WHAT YOU NEED TO DO: Print the entries below word for word; the pictures stay out of your copy.

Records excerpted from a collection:
Start of Block
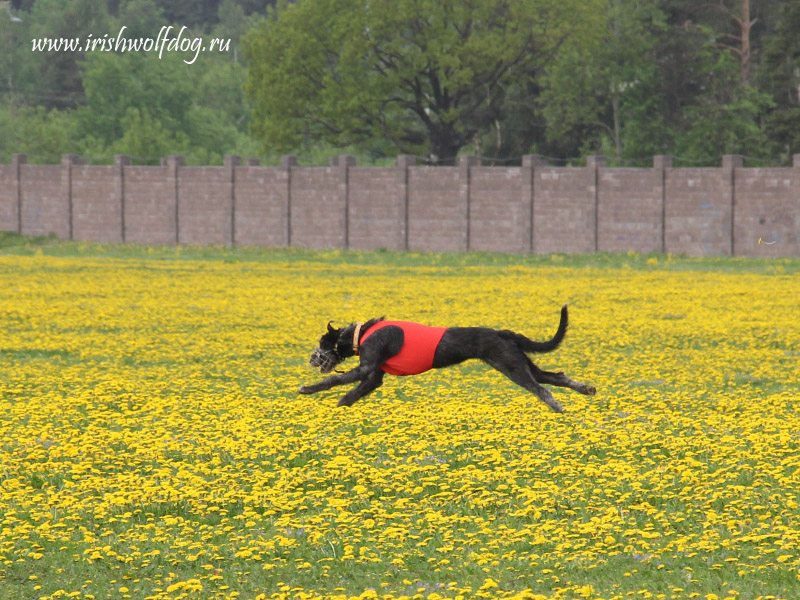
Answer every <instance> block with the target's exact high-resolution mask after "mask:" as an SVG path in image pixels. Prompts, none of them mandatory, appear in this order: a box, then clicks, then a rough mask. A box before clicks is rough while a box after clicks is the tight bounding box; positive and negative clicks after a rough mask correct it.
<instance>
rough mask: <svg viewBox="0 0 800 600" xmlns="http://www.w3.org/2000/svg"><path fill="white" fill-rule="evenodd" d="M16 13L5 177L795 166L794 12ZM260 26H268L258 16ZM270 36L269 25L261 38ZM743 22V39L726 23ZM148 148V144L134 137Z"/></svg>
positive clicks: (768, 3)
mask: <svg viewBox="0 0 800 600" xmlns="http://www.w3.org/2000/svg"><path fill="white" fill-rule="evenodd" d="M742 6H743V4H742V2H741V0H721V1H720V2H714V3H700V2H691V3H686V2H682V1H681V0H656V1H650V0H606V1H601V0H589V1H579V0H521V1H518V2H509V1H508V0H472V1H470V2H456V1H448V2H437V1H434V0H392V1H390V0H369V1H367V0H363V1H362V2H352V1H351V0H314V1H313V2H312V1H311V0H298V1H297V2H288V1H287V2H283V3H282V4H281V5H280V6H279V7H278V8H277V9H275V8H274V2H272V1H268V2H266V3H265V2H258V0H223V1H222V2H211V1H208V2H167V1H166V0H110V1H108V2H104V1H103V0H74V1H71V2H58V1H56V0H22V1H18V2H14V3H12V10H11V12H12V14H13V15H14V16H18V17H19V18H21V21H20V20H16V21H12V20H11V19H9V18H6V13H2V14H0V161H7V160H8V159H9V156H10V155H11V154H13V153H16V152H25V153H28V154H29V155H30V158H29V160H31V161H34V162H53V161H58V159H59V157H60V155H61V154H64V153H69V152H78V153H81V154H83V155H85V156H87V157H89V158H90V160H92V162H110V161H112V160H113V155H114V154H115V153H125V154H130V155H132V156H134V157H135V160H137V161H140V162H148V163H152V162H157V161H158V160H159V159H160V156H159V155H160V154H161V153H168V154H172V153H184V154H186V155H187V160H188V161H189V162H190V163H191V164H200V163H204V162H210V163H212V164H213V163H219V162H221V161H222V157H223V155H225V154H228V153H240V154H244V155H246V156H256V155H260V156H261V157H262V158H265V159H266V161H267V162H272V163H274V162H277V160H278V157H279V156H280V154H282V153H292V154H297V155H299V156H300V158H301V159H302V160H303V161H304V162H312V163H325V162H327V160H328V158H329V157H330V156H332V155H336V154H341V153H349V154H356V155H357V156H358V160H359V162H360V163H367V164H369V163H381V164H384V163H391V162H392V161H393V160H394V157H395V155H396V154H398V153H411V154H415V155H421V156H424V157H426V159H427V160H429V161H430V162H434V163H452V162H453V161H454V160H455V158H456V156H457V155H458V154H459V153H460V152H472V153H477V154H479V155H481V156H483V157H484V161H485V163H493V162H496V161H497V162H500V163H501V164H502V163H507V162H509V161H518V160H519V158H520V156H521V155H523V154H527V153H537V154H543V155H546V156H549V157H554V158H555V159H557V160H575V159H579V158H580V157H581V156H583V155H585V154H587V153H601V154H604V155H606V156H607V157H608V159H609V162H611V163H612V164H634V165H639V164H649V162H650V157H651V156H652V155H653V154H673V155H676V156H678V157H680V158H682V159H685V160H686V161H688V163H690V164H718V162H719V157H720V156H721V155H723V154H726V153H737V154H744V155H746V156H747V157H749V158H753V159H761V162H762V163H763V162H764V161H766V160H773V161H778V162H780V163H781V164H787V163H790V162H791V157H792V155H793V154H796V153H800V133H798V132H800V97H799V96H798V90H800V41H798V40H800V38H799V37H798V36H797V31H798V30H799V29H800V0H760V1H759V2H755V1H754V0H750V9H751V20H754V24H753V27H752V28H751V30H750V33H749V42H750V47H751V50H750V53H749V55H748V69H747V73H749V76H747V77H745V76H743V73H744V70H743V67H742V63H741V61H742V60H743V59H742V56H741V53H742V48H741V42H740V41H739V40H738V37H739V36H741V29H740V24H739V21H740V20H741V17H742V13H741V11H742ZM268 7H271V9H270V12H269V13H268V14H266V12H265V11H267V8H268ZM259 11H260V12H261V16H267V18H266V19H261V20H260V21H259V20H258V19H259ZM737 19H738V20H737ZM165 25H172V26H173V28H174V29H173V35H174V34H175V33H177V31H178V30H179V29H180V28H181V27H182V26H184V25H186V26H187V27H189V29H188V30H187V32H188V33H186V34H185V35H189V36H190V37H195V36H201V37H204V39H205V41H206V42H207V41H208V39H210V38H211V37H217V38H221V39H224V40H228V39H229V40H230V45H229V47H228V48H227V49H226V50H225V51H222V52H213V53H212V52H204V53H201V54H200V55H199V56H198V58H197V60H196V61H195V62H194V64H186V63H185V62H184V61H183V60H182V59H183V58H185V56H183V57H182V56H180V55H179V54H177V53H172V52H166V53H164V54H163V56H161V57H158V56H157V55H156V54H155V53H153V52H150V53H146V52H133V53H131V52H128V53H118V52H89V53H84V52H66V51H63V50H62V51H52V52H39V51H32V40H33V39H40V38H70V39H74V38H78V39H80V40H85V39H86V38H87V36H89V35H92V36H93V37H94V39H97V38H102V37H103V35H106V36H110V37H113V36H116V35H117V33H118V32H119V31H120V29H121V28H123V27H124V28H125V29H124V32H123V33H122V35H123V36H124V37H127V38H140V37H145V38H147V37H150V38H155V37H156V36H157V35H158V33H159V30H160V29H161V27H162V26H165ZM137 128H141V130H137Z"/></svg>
End of Block
RESPONSE BOX:
Answer every <instance> block with the target's exact high-resolution mask after "mask:" as an SVG path in image pixels. Prompts, none of them mandatory, appear in this order: a box, then clicks, then a rough mask. A box before clicks is rough while a box after clicks is the tight bounding box; positive and negative clicks after a rough mask correct it.
<instance>
rough mask: <svg viewBox="0 0 800 600" xmlns="http://www.w3.org/2000/svg"><path fill="white" fill-rule="evenodd" d="M16 13L5 177L795 166L794 12ZM260 26H268L258 16ZM270 36L269 25L261 38ZM743 22V39L726 23ZM148 148V144L134 137Z"/></svg>
positive clicks: (768, 3)
mask: <svg viewBox="0 0 800 600" xmlns="http://www.w3.org/2000/svg"><path fill="white" fill-rule="evenodd" d="M742 6H743V4H742V2H741V0H721V1H720V2H714V3H700V2H691V3H686V2H682V1H681V0H656V1H650V0H606V1H601V0H589V1H579V0H521V1H518V2H509V1H508V0H472V1H470V2H456V1H448V2H437V1H434V0H392V1H390V0H369V1H367V0H363V1H362V2H352V1H351V0H314V1H313V2H312V1H311V0H298V1H297V2H288V1H287V2H283V3H282V4H281V5H280V6H279V7H278V8H277V9H275V8H274V2H272V1H268V2H266V3H265V2H258V0H223V1H222V2H211V1H208V2H167V1H166V0H110V1H108V2H104V1H103V0H74V1H71V2H58V1H56V0H22V1H18V2H14V3H12V10H11V12H12V14H13V15H14V16H18V17H19V18H21V21H20V20H16V21H12V20H11V19H9V18H6V13H2V14H0V161H7V160H8V159H9V156H10V155H11V154H13V153H16V152H25V153H28V154H29V155H30V158H29V160H31V161H34V162H53V161H58V159H59V157H60V155H61V154H64V153H69V152H78V153H81V154H83V155H85V156H87V157H89V158H90V160H92V162H110V161H112V160H113V155H114V154H115V153H125V154H130V155H132V156H134V157H135V160H137V161H140V162H148V163H152V162H157V161H158V160H159V159H160V156H159V155H160V154H161V153H168V154H172V153H184V154H186V155H187V160H188V161H189V162H190V163H191V164H200V163H204V162H210V163H212V164H213V163H219V162H221V161H222V157H223V155H225V154H228V153H240V154H244V155H246V156H256V155H260V156H261V157H262V158H265V159H266V161H267V162H272V163H274V162H277V160H278V157H279V156H280V154H282V153H292V154H297V155H299V156H300V158H301V159H302V160H303V161H304V162H312V163H325V162H327V160H328V158H329V157H330V156H332V155H336V154H341V153H349V154H356V155H357V156H358V160H359V162H360V163H367V164H369V163H381V164H384V163H391V162H392V161H393V160H394V157H395V155H396V154H398V153H411V154H415V155H421V156H424V157H426V159H427V160H429V161H430V162H434V163H452V162H453V161H454V160H455V158H456V156H457V155H458V154H459V153H460V152H472V153H477V154H479V155H481V156H483V157H484V161H485V163H493V162H496V161H497V162H500V163H501V164H502V163H507V162H509V161H518V160H519V158H520V156H521V155H523V154H527V153H537V154H543V155H546V156H549V157H554V158H555V159H557V160H575V159H579V158H580V157H581V156H583V155H585V154H587V153H601V154H604V155H606V156H607V157H608V159H609V162H611V163H612V164H634V165H639V164H649V162H650V157H651V156H652V155H653V154H673V155H676V156H678V157H680V158H682V159H685V160H686V161H688V163H690V164H718V162H719V157H720V156H721V155H723V154H726V153H737V154H744V155H746V156H747V157H749V158H753V159H761V162H762V163H763V162H764V161H766V160H773V161H778V162H780V163H781V164H787V163H790V162H791V157H792V155H793V154H796V153H800V133H798V132H800V97H799V96H798V90H800V41H798V40H800V38H799V37H798V36H797V31H798V30H799V29H800V0H760V1H759V2H755V1H754V0H750V9H751V20H754V24H753V27H752V28H751V30H750V33H749V42H750V47H751V50H750V53H749V55H748V69H747V73H749V76H747V77H745V76H743V73H744V70H743V67H742V63H741V61H742V60H743V59H742V56H741V53H742V48H741V42H740V41H739V40H738V37H739V36H741V29H740V24H739V21H740V20H741V17H742V13H741V11H742ZM268 7H271V9H270V12H269V13H268V14H266V12H265V11H267V8H268ZM259 11H260V12H261V16H267V18H266V19H261V20H260V21H259V20H258V19H259ZM737 19H738V20H737ZM165 25H172V26H173V28H174V29H173V35H174V34H175V33H177V31H178V30H179V29H180V28H181V27H182V26H184V25H186V26H187V27H189V29H188V30H187V32H188V33H186V34H185V35H189V36H190V37H195V36H201V37H204V39H205V41H206V42H207V41H208V39H210V38H211V37H217V38H221V39H224V40H228V39H229V40H230V45H229V47H228V48H227V49H226V50H225V51H222V52H213V53H212V52H204V53H201V54H200V55H199V56H198V58H197V60H196V61H195V62H194V64H186V63H185V62H184V61H183V60H182V59H183V58H185V56H183V57H182V56H180V55H179V54H177V53H172V52H166V53H164V54H163V56H161V57H158V56H157V55H156V54H155V53H153V52H150V53H146V52H133V53H131V52H128V53H118V52H89V53H84V52H66V51H63V50H62V51H52V52H39V51H32V40H33V39H40V38H70V39H74V38H78V39H80V40H85V39H86V38H87V36H89V35H92V36H93V37H94V39H97V38H102V37H103V35H106V36H110V37H113V36H116V35H117V33H118V32H119V31H120V29H121V28H123V27H124V28H125V29H124V32H123V33H122V35H123V36H124V37H127V38H140V37H145V38H147V37H150V38H155V37H156V36H157V35H158V33H159V30H160V29H161V27H162V26H165ZM137 128H141V130H137Z"/></svg>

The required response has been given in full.